··· Supplied entries

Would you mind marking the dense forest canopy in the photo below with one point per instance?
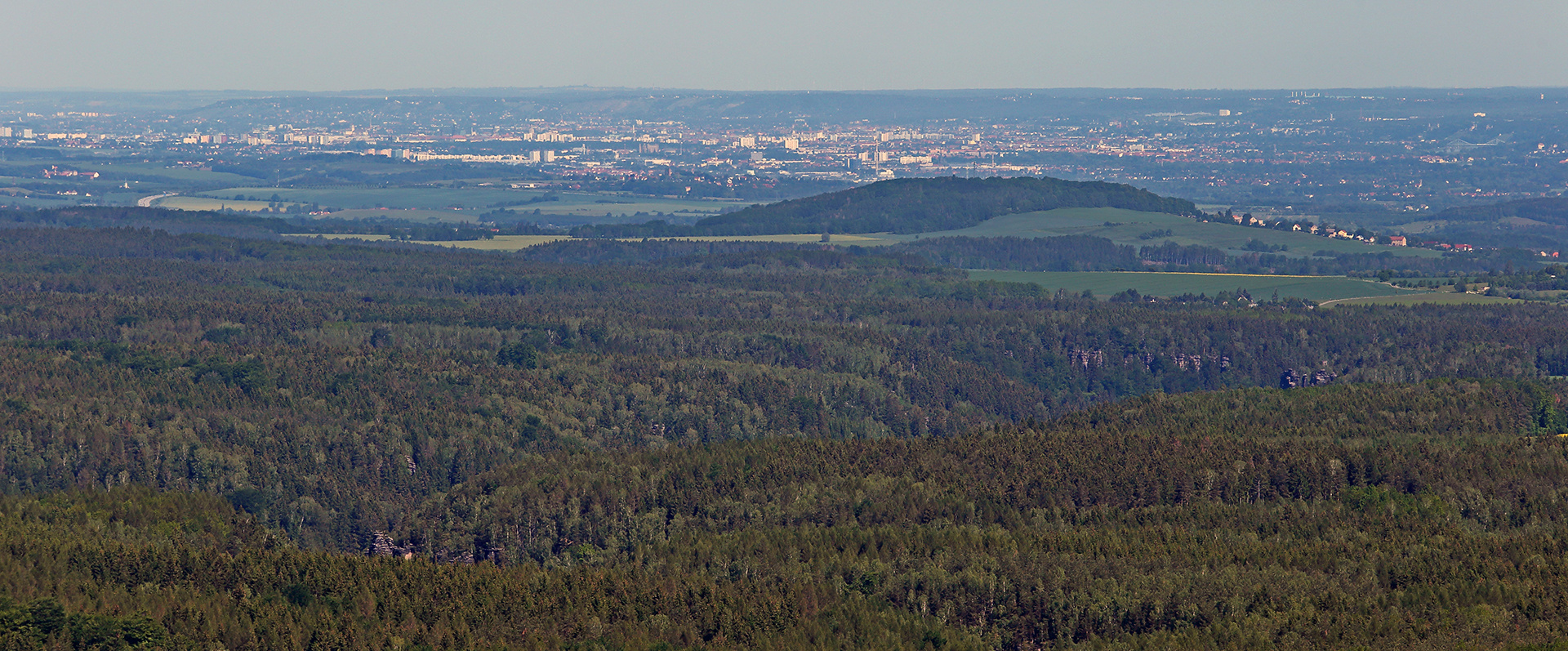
(648, 444)
(906, 206)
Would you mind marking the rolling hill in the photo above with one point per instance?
(910, 206)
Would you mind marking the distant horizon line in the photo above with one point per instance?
(436, 90)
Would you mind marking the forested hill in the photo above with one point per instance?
(1549, 211)
(910, 206)
(1528, 223)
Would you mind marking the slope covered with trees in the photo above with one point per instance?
(734, 446)
(908, 206)
(1388, 516)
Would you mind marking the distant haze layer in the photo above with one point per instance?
(875, 44)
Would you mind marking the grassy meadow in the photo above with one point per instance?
(1446, 298)
(1174, 284)
(472, 198)
(1126, 226)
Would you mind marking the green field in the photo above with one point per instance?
(446, 198)
(201, 203)
(1174, 284)
(1128, 225)
(1448, 298)
(497, 243)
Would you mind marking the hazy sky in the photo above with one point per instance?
(802, 44)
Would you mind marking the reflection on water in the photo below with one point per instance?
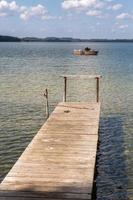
(26, 69)
(112, 175)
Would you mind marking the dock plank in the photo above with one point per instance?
(59, 162)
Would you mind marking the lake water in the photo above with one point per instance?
(26, 69)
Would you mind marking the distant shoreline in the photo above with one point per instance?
(56, 39)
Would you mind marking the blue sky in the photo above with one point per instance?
(67, 18)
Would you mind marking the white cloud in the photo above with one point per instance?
(124, 16)
(124, 26)
(25, 13)
(9, 6)
(95, 13)
(35, 11)
(116, 6)
(2, 14)
(82, 4)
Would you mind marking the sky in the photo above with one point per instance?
(110, 19)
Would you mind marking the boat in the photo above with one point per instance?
(87, 51)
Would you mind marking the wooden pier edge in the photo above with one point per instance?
(59, 163)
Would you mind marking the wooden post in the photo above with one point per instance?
(97, 89)
(65, 89)
(47, 103)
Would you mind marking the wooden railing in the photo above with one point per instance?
(97, 77)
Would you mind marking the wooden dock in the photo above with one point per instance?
(59, 163)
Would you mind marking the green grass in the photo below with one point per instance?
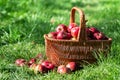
(24, 22)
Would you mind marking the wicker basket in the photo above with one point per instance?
(80, 50)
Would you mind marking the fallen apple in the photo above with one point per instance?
(20, 62)
(99, 36)
(72, 25)
(62, 69)
(40, 68)
(62, 35)
(52, 35)
(48, 65)
(72, 66)
(33, 60)
(61, 27)
(93, 30)
(74, 31)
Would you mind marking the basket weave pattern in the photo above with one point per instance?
(80, 50)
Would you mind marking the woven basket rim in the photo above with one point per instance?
(64, 40)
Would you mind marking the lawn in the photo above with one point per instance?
(24, 22)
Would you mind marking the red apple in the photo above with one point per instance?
(71, 26)
(61, 27)
(33, 66)
(62, 35)
(33, 60)
(72, 66)
(39, 56)
(48, 65)
(99, 36)
(62, 69)
(20, 62)
(74, 31)
(40, 68)
(52, 35)
(93, 29)
(73, 38)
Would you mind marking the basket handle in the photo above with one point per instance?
(82, 31)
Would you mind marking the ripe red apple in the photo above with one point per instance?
(74, 31)
(33, 66)
(62, 69)
(72, 66)
(33, 60)
(39, 56)
(73, 38)
(62, 35)
(69, 36)
(93, 30)
(72, 25)
(52, 35)
(40, 68)
(20, 62)
(48, 65)
(99, 36)
(61, 27)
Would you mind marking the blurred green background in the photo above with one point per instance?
(24, 22)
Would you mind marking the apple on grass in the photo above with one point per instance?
(32, 60)
(48, 65)
(72, 25)
(74, 31)
(72, 66)
(52, 35)
(61, 27)
(20, 62)
(62, 35)
(100, 36)
(62, 69)
(93, 30)
(40, 69)
(33, 66)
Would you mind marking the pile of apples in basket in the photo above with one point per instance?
(39, 65)
(71, 33)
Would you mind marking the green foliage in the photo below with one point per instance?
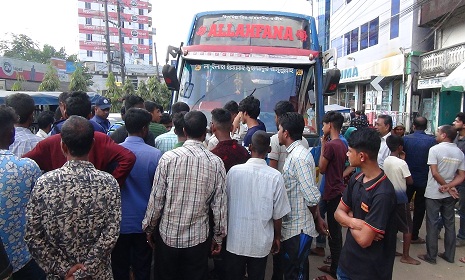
(24, 48)
(159, 92)
(128, 87)
(18, 85)
(50, 81)
(114, 93)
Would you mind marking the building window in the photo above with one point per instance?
(354, 40)
(373, 32)
(364, 36)
(337, 44)
(395, 9)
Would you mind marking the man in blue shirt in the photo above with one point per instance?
(17, 178)
(132, 248)
(416, 148)
(102, 110)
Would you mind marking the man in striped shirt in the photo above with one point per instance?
(189, 181)
(304, 220)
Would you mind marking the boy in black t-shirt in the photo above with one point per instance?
(367, 209)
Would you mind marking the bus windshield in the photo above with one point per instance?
(206, 86)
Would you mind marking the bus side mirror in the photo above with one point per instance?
(331, 81)
(171, 80)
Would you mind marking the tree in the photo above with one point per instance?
(128, 88)
(50, 81)
(78, 80)
(114, 93)
(143, 91)
(18, 85)
(159, 92)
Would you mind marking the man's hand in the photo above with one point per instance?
(276, 246)
(72, 270)
(321, 226)
(216, 248)
(356, 224)
(150, 240)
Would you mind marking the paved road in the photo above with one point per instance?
(424, 271)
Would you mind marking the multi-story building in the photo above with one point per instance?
(447, 20)
(378, 44)
(135, 26)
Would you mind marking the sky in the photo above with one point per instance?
(54, 22)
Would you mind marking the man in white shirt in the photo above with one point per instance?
(447, 170)
(257, 202)
(384, 126)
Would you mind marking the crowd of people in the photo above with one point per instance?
(153, 197)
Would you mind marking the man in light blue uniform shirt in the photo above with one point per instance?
(132, 248)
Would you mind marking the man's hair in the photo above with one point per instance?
(232, 107)
(8, 117)
(131, 100)
(151, 106)
(78, 104)
(335, 118)
(222, 119)
(179, 107)
(293, 123)
(366, 140)
(165, 118)
(394, 141)
(251, 106)
(136, 118)
(387, 120)
(282, 107)
(195, 124)
(178, 123)
(23, 104)
(45, 119)
(461, 117)
(77, 133)
(420, 123)
(63, 96)
(449, 130)
(261, 142)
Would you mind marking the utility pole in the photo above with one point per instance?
(107, 37)
(120, 40)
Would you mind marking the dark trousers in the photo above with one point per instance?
(131, 250)
(31, 271)
(335, 231)
(419, 208)
(182, 263)
(295, 266)
(235, 266)
(444, 206)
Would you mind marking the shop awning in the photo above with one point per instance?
(456, 80)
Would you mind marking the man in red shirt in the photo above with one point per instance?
(105, 154)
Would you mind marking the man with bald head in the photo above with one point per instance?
(416, 148)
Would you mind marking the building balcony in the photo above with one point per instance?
(441, 62)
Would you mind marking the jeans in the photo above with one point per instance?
(461, 212)
(335, 231)
(445, 206)
(419, 208)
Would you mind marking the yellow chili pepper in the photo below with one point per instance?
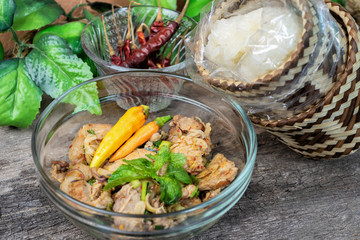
(131, 121)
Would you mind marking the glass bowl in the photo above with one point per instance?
(94, 43)
(232, 133)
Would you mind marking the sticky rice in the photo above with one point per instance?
(255, 43)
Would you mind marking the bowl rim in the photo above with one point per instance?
(250, 150)
(97, 60)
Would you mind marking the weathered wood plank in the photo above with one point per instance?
(289, 197)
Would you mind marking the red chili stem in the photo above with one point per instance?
(111, 50)
(154, 44)
(120, 40)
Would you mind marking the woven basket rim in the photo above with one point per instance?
(338, 10)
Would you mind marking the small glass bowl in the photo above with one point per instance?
(94, 43)
(232, 133)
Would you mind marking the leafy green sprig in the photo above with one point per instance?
(51, 66)
(141, 168)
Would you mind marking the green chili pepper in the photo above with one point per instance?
(70, 32)
(195, 7)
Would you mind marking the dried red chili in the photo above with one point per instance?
(154, 44)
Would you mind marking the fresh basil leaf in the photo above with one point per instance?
(125, 173)
(195, 7)
(1, 52)
(92, 181)
(170, 190)
(148, 2)
(19, 96)
(55, 69)
(171, 4)
(30, 14)
(7, 11)
(179, 173)
(341, 2)
(177, 159)
(70, 32)
(100, 6)
(142, 165)
(161, 157)
(194, 179)
(157, 143)
(88, 15)
(195, 193)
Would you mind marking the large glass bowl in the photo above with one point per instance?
(94, 43)
(232, 133)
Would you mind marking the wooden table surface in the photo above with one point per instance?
(289, 197)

······

--- Aim ---
Your task is to write out the lines from the one with "Would you mind marking the sticky" through the end of the records, exactly and with nothing added.

--- Result of the exercise ---
Would you mind marking the sticky rice in the photo above with one point per instance?
(255, 43)
Would you mind marking the bowl rim in the photo above with one point per instance?
(250, 150)
(97, 60)
Would you mind marking the weathered wood plank in the photo above with one point per instance?
(289, 197)
Would you mind marking the red chili stem in the photo above with one point per instance?
(111, 50)
(154, 44)
(120, 40)
Would you mind marking the woven basket rim in the photo above with one point per instance?
(338, 10)
Would you mind marking the small glass bowl in the photo above with one point per instance?
(94, 43)
(232, 133)
Would you mind marking the leafy green sprig in the photo above with one point per instance?
(51, 66)
(141, 168)
Would you mind marking the green chili pepper in the photo above with one point per instance?
(70, 32)
(195, 7)
Would you mind marking the dried red chili in the photo above with one point per instance?
(154, 44)
Would you mind marking the fresh basil leaf in the photo above with one point per instance?
(125, 173)
(195, 7)
(1, 52)
(92, 181)
(170, 190)
(148, 2)
(19, 96)
(55, 69)
(171, 4)
(30, 14)
(7, 11)
(179, 173)
(341, 2)
(177, 159)
(70, 32)
(100, 6)
(142, 165)
(161, 157)
(194, 179)
(157, 143)
(88, 15)
(195, 193)
Would you mind marking the large glass bowl in the photo above with one point per instance?
(94, 43)
(232, 133)
Would you mind marking the wooden table surface in the photo above with one point per instance?
(289, 197)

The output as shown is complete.